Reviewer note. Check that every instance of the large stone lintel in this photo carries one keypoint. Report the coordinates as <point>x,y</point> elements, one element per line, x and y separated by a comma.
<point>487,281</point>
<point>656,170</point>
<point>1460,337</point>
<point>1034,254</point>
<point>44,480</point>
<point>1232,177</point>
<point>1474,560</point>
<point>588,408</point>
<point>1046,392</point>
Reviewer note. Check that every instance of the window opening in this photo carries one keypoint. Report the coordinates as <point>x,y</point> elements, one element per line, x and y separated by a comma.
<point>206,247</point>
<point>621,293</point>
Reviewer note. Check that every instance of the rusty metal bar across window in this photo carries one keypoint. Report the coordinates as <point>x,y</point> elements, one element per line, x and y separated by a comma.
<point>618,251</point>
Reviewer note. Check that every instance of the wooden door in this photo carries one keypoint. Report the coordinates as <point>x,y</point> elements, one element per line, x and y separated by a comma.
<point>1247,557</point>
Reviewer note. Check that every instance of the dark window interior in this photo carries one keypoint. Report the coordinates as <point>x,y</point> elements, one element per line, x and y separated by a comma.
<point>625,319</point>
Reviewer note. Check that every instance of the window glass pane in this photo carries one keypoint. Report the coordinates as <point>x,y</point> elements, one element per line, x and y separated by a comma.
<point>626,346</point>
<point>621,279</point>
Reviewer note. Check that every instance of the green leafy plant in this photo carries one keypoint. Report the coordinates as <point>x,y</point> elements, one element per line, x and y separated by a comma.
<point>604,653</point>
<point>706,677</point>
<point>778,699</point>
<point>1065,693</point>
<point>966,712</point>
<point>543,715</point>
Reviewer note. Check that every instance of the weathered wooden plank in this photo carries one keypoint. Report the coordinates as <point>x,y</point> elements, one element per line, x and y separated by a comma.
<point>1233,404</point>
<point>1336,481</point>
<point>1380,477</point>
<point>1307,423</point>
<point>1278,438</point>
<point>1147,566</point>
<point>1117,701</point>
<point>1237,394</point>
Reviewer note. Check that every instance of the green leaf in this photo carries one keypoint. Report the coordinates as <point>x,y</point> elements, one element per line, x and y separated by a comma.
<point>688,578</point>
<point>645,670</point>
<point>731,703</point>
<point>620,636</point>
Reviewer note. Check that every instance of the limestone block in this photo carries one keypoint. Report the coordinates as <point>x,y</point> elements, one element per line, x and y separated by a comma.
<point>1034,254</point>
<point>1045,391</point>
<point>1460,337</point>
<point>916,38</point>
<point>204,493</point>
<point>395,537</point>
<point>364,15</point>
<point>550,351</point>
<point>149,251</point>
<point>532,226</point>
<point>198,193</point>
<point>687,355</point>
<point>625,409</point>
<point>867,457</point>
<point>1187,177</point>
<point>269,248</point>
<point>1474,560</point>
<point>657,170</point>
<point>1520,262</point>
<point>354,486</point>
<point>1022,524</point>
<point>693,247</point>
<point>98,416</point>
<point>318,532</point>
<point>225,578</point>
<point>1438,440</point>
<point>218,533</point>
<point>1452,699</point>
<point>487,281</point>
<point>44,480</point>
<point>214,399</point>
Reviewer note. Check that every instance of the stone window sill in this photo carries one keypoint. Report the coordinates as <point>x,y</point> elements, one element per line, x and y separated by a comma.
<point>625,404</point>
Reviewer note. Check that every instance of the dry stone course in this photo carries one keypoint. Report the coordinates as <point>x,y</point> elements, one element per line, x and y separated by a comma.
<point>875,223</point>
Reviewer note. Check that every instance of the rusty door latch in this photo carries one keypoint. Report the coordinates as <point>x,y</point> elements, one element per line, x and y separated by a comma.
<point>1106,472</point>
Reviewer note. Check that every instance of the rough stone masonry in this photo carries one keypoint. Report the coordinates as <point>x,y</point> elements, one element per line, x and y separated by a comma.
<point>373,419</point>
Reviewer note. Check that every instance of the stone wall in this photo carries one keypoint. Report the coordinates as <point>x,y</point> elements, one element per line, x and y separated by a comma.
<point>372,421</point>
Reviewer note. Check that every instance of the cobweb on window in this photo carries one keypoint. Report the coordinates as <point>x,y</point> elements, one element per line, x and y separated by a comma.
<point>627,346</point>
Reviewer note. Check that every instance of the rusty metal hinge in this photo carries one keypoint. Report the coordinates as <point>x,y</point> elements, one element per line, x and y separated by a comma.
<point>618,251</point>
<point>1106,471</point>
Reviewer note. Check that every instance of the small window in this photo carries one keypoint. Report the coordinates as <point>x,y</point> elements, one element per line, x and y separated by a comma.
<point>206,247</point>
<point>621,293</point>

> _Task objective_
All of the material should be written out again exactly.

> _Solution to the exercise_
Reviewer note. Check that every instance of the large stone lintel in this photo carries one keypoint. Report the coordinates as <point>x,y</point> elements, one element per line, x and y separated by a comma.
<point>487,281</point>
<point>656,170</point>
<point>1460,337</point>
<point>1034,254</point>
<point>44,480</point>
<point>1232,177</point>
<point>1474,560</point>
<point>588,408</point>
<point>1046,392</point>
Reviewer note. Check that every instance of the window opening in this photo carries one keypoint. Report the coordinates as <point>x,y</point> elements, one element per line, x and y separated by a comma.
<point>206,247</point>
<point>621,293</point>
Reviewer note. Check that every instance of the rusty metal bar across window in this photo carries one keypoint. Report the coordinates as <point>x,y</point> elements, one element per line, x and y separated by a comma.
<point>618,251</point>
Reviewer note. Check that every instance of the wooden door in this photo carries one keypoint. Report the coordinates as <point>x,y</point> elements, one element per line, x and y separated by a comma.
<point>1247,557</point>
Reviewer note. Check that every instance of the dark window interior in this photo carries one keypoint. Report the coordinates as <point>x,y</point> elements, one element per line, x and y separated by a comma.
<point>625,319</point>
Reviewer note. Check that every instance of the window glass pane in this photo carries one keypoint. Report the coordinates as <point>x,y</point> elements, one element per line, x and y separated by a comma.
<point>626,346</point>
<point>621,279</point>
Reviewer note. Check that every instance of the green leafy plant in this photo carries one keypoint. Report the coordinates as <point>x,y</point> elements, one element per line, x and y separated by a comma.
<point>604,653</point>
<point>706,677</point>
<point>778,699</point>
<point>1065,693</point>
<point>966,712</point>
<point>543,715</point>
Reviewer note. Check that every instance of the weathered wooden plank in this photo carries one keypoint. Report the coordinates as <point>x,y</point> elements, one element per line, x and y separated by a comma.
<point>1233,404</point>
<point>1336,481</point>
<point>1380,477</point>
<point>1307,423</point>
<point>1278,438</point>
<point>1147,566</point>
<point>1117,701</point>
<point>1237,394</point>
Reviewer note. Check that every instance of the green leaf in this photo carries one keypoint. Report the coordinates as <point>x,y</point> elements, one element per line, x and y separated by a comma.
<point>688,578</point>
<point>645,670</point>
<point>731,703</point>
<point>620,636</point>
Reviewer note. Check that every instance of the limestone block in this photo carries one keypoint. Report the coordinates as <point>x,y</point> elements, one element per line, x and y separated by a comma.
<point>1034,254</point>
<point>1045,391</point>
<point>1460,337</point>
<point>916,38</point>
<point>204,493</point>
<point>395,537</point>
<point>364,15</point>
<point>550,351</point>
<point>149,251</point>
<point>532,226</point>
<point>198,193</point>
<point>687,355</point>
<point>625,409</point>
<point>867,457</point>
<point>1187,177</point>
<point>269,248</point>
<point>1474,560</point>
<point>657,170</point>
<point>1520,262</point>
<point>354,486</point>
<point>1022,524</point>
<point>693,247</point>
<point>98,416</point>
<point>318,532</point>
<point>225,578</point>
<point>1438,440</point>
<point>218,533</point>
<point>1452,699</point>
<point>487,281</point>
<point>44,480</point>
<point>214,399</point>
Reviewer note. Check that every instance of the stone window sill in this photo carries one keypoint. Report the coordinates as <point>x,y</point> elements, one element per line, x and y separated by a comma.
<point>625,404</point>
Reviewer note. Check that every instance of the dry stone course in this photo carries one keypoint. Report the coordinates as <point>x,y</point> elements, one element per line, x and y separated by a comma.
<point>875,223</point>
Reviewer note. Check that every instance of the rusty door latch in this photo carries one keypoint. Report the coordinates as <point>x,y</point> elements, one element per line, x and y separated by a comma.
<point>1106,472</point>
Reviewer note. Check that every instance of the rough stone masonry in this photo carries one keypoint. Report the coordinates as <point>x,y</point> elements, one element per line, x and y separated by a comma.
<point>373,419</point>
Reviewer note. Check that every instance of the stone wall in this photo carries one keypoint. Report the coordinates as <point>x,y</point> elements, one element per line, x and y separated by a comma.
<point>372,421</point>
Reviewer note. Check that every instance of the cobweb on window in this photo carries one keypoint. Report the coordinates as <point>x,y</point> elements, one element per line, x and y separated by a comma.
<point>627,346</point>
Reviewer note. Check that every instance of the rusty metal hinge in this photo carries one keypoint. Report the coordinates as <point>x,y</point> elements, one element per line, x and y separated by a comma.
<point>618,251</point>
<point>1106,471</point>
Reviewer note. Check that every instance of the small window in this photo carries one keypoint. Report the coordinates as <point>x,y</point> elements, one element per line, x and y separated by a comma.
<point>206,247</point>
<point>621,293</point>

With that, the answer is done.